● **DIRECTIVES**
(1) Reproduce, word for word, the stretch of the climate risk excerpt from "Through a series" through "ageing manufacturing buildings.".
(2) Pull out every line of the records that contains the word "roadside".

::: EXCERPT PROVIDED :::

This year we started to see ‘potential’ climate related risks from previous years become reality, as we have been impacted by weather-driven store closures in North America and supply-side cost increases being exacerbated by climate variations. Whilst these were not material in nature in the current financial year, this has only furthered our desire to continually review and strengthen our climate related risk strategy. It was also evident from this year’s climate related issues, that Lush’s historical drive to become an ‘agile’ and ‘innovative’ company has already gifted us with the ability to mitigate such impacts. Further geo-political events and wars (and therefore supply, energy and freight issues) have also furthered the desire to better understand and mitigate our risks.
Through a series of climate risk workshops, leadership discussions across various value chain segments have got together to map out our short, medium and long-term risks. These conversations will need to be built on, annually.
SHORT, MEDIUM AND LONG-TERM RISKS: Through stakeholder engagement, management has established time horizons for climate-related planning, with a preference for a short-term perspective and taking into account short-term extremes, instead of long-term averages. These horizons consider asset life cycles and the challenges of improving ageing manufacturing buildings.
Short-term: 0-2 years
Medium-term: 2-5 years
Long-term: 5-10 years
During our initial review in May 2023, we considered the transitional and physical risks and opportunities presented by rising temperatures, climate-related policy and emerging technologies and agreed on the methodology for assessing and quantifying financial impacts. Physical risks arise out of the physical aspects of climate change, for example extreme weather events or global temperature increase. Transition risks are those which arise from the transition to a lower-carbon economy, such as policy changes.

::: RECORDS FOR THE TASK :::

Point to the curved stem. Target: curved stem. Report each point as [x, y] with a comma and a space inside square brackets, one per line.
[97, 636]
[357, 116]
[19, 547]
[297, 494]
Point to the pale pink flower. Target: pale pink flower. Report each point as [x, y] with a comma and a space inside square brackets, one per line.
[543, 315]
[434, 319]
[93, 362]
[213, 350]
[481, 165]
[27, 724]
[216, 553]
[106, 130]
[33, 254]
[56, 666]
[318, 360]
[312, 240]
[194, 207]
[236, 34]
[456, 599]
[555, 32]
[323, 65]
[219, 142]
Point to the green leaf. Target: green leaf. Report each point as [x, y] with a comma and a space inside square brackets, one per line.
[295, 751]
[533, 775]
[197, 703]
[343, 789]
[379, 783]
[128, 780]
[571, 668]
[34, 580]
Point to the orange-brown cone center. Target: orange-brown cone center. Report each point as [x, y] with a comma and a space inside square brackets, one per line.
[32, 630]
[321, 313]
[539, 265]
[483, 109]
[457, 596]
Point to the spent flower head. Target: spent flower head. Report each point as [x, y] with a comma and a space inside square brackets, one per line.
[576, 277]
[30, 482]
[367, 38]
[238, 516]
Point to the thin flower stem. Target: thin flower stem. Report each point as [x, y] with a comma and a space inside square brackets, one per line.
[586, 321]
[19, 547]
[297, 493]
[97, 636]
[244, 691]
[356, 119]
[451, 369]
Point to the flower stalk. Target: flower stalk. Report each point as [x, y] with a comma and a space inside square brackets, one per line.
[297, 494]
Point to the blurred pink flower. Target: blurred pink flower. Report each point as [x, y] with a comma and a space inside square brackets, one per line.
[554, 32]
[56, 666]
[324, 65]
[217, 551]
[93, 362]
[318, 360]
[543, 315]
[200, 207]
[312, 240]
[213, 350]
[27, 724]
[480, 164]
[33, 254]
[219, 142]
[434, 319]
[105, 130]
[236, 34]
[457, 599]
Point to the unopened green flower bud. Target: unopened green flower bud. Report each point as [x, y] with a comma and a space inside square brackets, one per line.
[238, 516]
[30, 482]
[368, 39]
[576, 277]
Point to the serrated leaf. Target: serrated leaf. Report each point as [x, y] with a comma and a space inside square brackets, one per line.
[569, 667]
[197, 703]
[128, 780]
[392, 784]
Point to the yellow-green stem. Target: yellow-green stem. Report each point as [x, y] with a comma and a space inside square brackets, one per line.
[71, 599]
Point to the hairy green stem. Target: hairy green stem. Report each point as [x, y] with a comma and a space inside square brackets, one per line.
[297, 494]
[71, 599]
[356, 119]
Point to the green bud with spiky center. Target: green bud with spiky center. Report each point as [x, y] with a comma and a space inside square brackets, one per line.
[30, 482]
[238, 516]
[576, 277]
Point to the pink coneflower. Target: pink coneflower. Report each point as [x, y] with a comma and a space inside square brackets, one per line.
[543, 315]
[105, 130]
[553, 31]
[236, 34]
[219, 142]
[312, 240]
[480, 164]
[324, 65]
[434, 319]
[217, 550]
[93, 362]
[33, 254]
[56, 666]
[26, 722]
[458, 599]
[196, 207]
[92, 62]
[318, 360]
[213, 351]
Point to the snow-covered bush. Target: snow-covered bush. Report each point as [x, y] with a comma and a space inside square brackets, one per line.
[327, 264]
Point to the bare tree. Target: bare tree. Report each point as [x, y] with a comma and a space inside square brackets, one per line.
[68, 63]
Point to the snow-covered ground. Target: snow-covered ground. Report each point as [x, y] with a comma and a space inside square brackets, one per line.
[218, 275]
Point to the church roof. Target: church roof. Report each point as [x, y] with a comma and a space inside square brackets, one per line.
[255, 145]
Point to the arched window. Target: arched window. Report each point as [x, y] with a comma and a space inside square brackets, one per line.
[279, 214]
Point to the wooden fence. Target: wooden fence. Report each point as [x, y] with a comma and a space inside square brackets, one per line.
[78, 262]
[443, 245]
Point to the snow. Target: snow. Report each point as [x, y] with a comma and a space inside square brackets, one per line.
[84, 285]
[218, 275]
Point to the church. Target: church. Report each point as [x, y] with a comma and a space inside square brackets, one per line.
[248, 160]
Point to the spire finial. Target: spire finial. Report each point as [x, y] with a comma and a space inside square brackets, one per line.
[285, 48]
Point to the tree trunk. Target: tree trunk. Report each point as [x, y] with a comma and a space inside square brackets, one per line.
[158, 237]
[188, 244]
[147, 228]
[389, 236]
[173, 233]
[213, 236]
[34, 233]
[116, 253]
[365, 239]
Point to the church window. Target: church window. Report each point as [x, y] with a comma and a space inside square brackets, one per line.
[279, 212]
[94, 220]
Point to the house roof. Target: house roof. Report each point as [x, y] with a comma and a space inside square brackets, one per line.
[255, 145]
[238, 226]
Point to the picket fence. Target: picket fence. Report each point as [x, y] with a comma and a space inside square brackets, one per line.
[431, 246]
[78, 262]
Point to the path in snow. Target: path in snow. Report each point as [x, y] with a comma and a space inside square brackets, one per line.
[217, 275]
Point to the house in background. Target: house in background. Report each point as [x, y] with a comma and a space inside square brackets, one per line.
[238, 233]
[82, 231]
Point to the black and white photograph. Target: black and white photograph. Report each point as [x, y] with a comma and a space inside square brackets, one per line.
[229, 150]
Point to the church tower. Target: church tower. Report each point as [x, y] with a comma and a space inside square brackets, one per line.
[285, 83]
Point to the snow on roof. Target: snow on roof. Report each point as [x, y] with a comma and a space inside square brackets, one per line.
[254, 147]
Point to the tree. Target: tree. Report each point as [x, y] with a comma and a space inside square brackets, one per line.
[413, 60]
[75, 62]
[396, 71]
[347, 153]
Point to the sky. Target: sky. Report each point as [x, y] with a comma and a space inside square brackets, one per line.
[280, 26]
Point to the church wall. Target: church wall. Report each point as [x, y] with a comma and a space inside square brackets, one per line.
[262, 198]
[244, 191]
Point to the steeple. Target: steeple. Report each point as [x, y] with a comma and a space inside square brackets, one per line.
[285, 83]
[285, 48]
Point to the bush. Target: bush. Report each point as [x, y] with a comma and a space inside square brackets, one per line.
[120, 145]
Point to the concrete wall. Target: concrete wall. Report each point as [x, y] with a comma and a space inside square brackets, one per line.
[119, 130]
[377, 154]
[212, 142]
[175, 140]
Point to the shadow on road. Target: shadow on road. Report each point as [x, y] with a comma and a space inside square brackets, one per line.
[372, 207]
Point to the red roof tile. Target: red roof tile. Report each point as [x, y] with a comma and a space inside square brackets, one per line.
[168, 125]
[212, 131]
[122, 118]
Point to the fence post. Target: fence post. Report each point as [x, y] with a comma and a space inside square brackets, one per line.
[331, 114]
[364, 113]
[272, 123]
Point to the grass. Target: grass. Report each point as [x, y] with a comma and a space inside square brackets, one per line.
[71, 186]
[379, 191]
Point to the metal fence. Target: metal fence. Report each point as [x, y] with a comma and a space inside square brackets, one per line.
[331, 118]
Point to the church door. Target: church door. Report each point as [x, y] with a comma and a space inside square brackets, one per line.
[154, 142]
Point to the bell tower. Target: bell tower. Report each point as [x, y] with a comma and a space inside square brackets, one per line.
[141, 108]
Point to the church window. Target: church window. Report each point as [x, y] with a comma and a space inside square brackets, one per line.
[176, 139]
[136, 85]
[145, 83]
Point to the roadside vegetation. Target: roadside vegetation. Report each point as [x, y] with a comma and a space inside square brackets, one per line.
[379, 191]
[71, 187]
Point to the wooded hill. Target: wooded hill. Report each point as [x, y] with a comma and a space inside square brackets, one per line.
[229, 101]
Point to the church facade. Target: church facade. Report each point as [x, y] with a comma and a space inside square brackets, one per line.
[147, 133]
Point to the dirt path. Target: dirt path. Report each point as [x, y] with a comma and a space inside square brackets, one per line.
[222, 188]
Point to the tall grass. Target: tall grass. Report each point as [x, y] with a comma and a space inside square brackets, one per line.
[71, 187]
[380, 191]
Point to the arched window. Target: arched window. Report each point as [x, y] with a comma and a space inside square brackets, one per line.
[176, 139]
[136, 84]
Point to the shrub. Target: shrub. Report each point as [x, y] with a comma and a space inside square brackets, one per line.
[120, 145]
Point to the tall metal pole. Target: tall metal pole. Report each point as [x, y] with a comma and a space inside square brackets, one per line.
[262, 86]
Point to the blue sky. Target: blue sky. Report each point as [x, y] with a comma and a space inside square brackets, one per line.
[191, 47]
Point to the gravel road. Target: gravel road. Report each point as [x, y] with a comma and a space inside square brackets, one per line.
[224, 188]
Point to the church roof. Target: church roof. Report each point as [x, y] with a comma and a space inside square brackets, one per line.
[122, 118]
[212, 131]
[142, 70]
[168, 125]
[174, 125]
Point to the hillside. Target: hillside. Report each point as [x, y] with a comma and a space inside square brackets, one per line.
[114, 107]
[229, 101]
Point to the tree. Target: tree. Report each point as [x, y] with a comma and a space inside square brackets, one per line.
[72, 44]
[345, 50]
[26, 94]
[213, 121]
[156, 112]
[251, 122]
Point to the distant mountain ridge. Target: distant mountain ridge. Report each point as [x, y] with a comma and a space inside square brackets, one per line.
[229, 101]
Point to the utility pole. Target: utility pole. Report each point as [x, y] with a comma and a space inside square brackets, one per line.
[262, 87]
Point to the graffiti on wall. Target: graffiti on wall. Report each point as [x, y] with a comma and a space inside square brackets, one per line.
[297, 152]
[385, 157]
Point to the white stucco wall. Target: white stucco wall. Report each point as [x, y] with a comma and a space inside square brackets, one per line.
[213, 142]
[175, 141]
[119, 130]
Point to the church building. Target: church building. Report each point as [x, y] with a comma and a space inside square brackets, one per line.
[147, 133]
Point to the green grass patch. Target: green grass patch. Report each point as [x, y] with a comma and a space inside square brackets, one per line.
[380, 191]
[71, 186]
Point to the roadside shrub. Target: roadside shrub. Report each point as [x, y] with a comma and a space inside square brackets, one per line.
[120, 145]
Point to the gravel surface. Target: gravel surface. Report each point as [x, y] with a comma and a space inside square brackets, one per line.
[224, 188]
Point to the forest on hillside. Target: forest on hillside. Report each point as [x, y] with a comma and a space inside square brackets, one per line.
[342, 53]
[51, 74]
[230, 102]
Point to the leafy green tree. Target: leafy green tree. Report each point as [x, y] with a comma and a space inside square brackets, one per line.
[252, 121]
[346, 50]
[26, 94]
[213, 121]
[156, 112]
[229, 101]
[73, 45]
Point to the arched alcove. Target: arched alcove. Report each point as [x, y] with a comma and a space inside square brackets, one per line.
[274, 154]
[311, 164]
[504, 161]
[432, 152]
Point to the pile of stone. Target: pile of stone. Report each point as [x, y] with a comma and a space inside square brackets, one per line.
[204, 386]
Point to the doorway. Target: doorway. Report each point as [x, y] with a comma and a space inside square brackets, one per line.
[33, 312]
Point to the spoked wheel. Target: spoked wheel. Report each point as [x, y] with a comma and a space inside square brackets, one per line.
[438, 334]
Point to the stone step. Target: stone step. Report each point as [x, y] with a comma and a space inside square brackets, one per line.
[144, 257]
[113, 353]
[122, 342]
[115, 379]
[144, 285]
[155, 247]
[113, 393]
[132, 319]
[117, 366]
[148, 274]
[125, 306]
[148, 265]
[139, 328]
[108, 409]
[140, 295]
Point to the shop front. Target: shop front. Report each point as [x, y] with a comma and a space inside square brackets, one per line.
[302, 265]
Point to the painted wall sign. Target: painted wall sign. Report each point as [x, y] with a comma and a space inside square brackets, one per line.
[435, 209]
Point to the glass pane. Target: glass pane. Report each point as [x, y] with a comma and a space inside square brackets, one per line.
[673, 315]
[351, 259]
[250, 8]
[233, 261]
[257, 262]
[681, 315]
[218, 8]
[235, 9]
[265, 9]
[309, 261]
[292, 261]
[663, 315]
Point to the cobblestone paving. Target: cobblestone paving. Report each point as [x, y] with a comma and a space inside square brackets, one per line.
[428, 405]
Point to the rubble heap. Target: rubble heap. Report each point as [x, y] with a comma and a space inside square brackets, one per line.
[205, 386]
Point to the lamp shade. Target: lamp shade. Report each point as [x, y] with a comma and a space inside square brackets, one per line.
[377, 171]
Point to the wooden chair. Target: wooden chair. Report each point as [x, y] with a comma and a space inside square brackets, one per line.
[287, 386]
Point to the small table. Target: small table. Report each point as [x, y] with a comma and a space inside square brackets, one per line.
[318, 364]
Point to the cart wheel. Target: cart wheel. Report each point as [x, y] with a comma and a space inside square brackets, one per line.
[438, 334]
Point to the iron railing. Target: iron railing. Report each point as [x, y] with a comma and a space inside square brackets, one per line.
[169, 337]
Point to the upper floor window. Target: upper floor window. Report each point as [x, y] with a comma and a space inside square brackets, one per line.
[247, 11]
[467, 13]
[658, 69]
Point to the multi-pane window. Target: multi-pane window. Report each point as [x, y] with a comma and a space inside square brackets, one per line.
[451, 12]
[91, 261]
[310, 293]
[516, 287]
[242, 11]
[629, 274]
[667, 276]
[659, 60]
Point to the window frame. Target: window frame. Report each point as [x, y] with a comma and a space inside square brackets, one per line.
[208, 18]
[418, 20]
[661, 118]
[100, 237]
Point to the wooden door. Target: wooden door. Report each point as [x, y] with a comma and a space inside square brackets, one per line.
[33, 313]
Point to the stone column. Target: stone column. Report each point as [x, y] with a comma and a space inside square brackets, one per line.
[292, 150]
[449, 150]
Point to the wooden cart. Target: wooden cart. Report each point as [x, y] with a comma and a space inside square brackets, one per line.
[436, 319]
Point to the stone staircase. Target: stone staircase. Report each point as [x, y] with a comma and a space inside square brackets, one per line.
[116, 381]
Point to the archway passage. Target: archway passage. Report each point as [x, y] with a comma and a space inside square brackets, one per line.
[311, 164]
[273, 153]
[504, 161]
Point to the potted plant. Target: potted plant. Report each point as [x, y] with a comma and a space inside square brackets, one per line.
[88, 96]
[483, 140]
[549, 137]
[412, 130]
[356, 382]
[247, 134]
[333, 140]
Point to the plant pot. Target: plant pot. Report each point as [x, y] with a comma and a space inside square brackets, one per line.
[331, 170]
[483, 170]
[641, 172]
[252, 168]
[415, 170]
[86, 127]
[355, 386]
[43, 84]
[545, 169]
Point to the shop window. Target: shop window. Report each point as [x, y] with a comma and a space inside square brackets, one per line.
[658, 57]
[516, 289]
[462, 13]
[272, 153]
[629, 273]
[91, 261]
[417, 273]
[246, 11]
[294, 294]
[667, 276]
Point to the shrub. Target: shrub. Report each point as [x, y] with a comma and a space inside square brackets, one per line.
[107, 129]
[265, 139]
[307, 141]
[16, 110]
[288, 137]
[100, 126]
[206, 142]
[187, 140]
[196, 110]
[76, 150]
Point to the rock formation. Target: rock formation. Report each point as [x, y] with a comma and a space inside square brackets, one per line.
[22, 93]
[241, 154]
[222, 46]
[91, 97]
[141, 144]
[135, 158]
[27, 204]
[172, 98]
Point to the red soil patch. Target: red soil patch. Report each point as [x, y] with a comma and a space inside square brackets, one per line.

:::

● **ANSWERS**
(1)
Through a series of climate risk workshops, leadership discussions across various value chain segments have got together to map out our short, medium and long-term risks. These conversations will need to be built on, annually.
SHORT, MEDIUM AND LONG-TERM RISKS: Through stakeholder engagement, management has established time horizons for climate-related planning, with a preference for a short-term perspective and taking into account short-term extremes, instead of long-term averages. These horizons consider asset life cycles and the challenges of improving ageing manufacturing buildings.

(2)
Point to the roadside vegetation. Target: roadside vegetation. Report each point as [x, y] with a comma and a space inside square brackets, one per line.
Point to the roadside shrub. Target: roadside shrub. Report each point as [x, y] with a comma and a space inside square brackets, one per line.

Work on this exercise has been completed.